- EXERCISE DESCRIPTION: Extract exactly and only the lines of the data below, starting at the line with "[point] at the backsplash" and stopping after the final line.

========================================================================

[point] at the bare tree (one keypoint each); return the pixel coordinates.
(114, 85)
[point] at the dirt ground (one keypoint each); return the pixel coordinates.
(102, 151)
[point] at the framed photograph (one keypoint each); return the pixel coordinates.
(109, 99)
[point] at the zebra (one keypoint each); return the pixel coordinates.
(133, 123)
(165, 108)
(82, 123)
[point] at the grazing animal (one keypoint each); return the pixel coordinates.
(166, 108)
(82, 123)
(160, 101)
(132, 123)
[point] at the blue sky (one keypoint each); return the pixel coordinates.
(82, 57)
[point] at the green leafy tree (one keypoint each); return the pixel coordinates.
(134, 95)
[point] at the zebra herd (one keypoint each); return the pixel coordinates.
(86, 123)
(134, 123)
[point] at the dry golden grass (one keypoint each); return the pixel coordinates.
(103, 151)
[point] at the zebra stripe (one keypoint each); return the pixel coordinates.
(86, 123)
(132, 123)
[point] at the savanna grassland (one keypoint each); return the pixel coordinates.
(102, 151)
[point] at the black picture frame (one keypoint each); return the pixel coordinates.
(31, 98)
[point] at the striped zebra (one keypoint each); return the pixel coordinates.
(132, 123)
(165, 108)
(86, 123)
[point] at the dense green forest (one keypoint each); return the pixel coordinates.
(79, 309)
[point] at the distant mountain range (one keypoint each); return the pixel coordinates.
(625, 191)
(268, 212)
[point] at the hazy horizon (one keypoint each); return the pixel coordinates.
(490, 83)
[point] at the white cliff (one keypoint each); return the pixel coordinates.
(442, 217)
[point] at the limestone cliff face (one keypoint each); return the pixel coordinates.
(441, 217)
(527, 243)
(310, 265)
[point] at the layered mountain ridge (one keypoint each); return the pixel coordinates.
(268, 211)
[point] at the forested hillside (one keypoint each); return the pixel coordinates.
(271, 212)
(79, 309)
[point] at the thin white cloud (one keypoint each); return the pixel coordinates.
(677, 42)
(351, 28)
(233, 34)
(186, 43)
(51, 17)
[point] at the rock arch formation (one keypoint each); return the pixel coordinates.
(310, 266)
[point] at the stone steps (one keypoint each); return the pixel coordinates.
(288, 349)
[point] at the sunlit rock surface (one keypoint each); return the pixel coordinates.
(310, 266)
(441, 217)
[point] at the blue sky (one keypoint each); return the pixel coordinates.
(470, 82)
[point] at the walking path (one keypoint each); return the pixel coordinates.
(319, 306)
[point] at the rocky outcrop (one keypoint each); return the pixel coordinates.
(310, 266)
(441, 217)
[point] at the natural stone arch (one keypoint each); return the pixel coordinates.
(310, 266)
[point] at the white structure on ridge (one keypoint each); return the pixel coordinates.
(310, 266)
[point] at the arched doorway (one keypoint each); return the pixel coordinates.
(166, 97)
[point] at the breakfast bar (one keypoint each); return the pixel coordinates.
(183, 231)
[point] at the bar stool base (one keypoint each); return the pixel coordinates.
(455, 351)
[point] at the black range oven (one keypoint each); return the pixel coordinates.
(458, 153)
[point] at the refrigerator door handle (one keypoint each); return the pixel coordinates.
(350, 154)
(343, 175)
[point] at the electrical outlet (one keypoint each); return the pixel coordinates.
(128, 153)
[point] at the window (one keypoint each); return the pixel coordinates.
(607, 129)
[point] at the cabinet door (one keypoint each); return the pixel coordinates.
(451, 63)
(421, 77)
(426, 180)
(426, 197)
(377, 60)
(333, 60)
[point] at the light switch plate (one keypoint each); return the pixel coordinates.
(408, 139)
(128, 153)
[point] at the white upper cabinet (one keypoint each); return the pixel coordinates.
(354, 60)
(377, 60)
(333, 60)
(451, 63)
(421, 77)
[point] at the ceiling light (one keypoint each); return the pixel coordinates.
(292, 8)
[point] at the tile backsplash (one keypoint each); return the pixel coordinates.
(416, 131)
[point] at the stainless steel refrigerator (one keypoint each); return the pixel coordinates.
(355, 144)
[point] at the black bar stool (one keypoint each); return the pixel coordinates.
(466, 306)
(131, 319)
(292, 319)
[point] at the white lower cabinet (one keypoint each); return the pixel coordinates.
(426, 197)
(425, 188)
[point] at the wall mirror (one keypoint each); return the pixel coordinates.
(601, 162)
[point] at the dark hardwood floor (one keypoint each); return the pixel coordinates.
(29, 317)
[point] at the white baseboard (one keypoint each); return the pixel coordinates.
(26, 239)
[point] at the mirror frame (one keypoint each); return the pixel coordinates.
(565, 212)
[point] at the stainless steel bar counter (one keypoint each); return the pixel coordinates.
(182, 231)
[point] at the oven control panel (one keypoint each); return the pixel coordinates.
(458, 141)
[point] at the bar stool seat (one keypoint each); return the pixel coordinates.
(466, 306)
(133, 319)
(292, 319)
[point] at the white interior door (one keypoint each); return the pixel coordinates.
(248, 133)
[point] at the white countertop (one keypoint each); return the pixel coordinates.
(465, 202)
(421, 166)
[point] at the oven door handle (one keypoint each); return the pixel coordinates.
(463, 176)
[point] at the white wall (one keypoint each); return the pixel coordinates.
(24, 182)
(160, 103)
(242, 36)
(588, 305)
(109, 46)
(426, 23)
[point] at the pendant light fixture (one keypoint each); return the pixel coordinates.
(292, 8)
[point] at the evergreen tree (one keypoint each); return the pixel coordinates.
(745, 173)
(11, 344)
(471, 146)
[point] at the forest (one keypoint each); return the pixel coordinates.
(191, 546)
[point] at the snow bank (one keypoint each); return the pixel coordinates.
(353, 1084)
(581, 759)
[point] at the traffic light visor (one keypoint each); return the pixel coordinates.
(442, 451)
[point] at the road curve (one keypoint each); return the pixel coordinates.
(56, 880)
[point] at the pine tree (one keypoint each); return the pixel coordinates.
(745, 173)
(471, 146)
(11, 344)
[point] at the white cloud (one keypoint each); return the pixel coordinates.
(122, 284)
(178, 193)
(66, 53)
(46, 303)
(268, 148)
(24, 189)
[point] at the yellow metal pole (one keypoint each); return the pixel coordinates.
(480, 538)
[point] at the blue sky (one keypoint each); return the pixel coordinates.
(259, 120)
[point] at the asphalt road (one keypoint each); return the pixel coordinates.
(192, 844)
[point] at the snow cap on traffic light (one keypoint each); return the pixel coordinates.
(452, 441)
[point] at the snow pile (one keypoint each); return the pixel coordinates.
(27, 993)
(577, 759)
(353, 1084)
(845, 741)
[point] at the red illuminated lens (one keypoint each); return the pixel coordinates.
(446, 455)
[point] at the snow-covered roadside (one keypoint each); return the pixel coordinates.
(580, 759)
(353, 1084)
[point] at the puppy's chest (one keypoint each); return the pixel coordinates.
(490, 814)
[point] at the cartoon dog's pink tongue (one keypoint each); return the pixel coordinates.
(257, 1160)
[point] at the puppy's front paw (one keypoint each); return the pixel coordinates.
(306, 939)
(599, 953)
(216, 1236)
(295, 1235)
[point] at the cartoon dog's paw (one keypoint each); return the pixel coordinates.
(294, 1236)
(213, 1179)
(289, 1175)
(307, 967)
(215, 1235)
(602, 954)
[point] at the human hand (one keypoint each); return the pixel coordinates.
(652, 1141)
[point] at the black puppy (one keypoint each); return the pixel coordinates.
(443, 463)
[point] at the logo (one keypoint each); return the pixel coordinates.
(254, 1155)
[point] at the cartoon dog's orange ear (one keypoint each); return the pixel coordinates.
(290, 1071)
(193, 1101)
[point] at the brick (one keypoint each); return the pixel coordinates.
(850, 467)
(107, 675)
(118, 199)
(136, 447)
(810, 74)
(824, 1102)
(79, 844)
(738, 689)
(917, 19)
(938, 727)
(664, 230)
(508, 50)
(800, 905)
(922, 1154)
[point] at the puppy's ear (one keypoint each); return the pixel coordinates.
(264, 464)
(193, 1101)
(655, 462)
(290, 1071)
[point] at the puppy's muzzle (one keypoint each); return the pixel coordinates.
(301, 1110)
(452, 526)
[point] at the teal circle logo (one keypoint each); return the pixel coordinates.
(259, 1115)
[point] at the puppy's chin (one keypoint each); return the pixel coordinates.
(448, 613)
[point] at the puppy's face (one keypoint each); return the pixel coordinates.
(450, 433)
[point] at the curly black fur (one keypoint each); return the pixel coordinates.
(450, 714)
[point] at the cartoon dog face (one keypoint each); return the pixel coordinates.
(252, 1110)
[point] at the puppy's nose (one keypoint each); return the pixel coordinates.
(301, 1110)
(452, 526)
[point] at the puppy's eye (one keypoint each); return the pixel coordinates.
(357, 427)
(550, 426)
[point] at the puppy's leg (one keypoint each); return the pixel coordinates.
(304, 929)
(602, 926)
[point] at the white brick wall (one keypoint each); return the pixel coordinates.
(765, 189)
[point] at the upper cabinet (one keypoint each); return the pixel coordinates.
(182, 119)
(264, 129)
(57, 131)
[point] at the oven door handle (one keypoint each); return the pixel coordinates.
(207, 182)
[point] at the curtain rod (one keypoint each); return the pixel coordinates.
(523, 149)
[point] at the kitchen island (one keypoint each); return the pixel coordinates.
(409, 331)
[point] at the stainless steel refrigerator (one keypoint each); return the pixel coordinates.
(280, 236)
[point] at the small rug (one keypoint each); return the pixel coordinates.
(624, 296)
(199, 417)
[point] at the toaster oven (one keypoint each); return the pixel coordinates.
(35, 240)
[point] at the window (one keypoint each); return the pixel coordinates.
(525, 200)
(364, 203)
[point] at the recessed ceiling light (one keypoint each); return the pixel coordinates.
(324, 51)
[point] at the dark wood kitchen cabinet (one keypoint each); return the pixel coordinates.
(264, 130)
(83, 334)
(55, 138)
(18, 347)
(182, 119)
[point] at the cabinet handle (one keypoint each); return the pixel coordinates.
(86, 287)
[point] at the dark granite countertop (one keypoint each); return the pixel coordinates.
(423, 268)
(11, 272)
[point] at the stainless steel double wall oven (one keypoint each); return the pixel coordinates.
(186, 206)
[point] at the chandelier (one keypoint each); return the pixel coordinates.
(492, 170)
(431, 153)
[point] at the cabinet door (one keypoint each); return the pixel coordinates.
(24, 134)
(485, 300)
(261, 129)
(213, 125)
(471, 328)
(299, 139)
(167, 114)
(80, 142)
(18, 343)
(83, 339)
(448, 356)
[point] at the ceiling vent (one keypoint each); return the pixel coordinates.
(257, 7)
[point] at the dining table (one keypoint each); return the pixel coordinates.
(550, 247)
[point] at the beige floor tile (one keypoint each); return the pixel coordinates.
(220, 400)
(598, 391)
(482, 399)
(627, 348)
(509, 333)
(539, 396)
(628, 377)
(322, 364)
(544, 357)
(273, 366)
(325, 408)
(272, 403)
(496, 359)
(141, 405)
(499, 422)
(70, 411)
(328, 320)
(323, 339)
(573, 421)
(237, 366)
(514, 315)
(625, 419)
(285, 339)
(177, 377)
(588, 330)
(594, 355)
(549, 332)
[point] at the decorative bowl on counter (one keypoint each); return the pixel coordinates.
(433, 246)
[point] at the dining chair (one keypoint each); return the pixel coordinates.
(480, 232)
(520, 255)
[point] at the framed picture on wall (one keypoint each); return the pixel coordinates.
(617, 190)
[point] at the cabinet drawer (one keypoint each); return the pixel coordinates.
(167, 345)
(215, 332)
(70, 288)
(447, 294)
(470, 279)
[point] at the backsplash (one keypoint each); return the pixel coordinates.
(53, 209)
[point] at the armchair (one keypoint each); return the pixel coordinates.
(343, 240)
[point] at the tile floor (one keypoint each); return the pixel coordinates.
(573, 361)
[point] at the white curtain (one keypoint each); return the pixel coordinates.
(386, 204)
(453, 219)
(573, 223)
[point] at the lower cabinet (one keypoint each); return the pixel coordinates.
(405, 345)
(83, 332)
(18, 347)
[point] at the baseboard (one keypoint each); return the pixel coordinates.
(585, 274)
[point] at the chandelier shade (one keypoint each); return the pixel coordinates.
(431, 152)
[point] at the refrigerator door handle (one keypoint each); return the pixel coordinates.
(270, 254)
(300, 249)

========================================================================

- RESULT OF THIS EXERCISE:
[point] at the backsplash (one keypoint each); return the pixel coordinates.
(53, 209)
[point] at the armchair (one keypoint each); return the pixel coordinates.
(343, 240)
[point] at the tile floor (one keypoint each); return the pixel coordinates.
(573, 361)
[point] at the white curtain (one keypoint each); return the pixel coordinates.
(386, 204)
(453, 219)
(573, 223)
[point] at the lower cabinet (one keypoint each); return the pixel coordinates.
(405, 345)
(83, 332)
(18, 347)
[point] at the baseboard (one keypoint each); return the pixel coordinates.
(585, 274)
[point] at the chandelier shade (one keypoint each); return the pixel coordinates.
(431, 152)
[point] at the refrigerator door handle (one keypoint each); return the pixel coordinates.
(270, 254)
(300, 249)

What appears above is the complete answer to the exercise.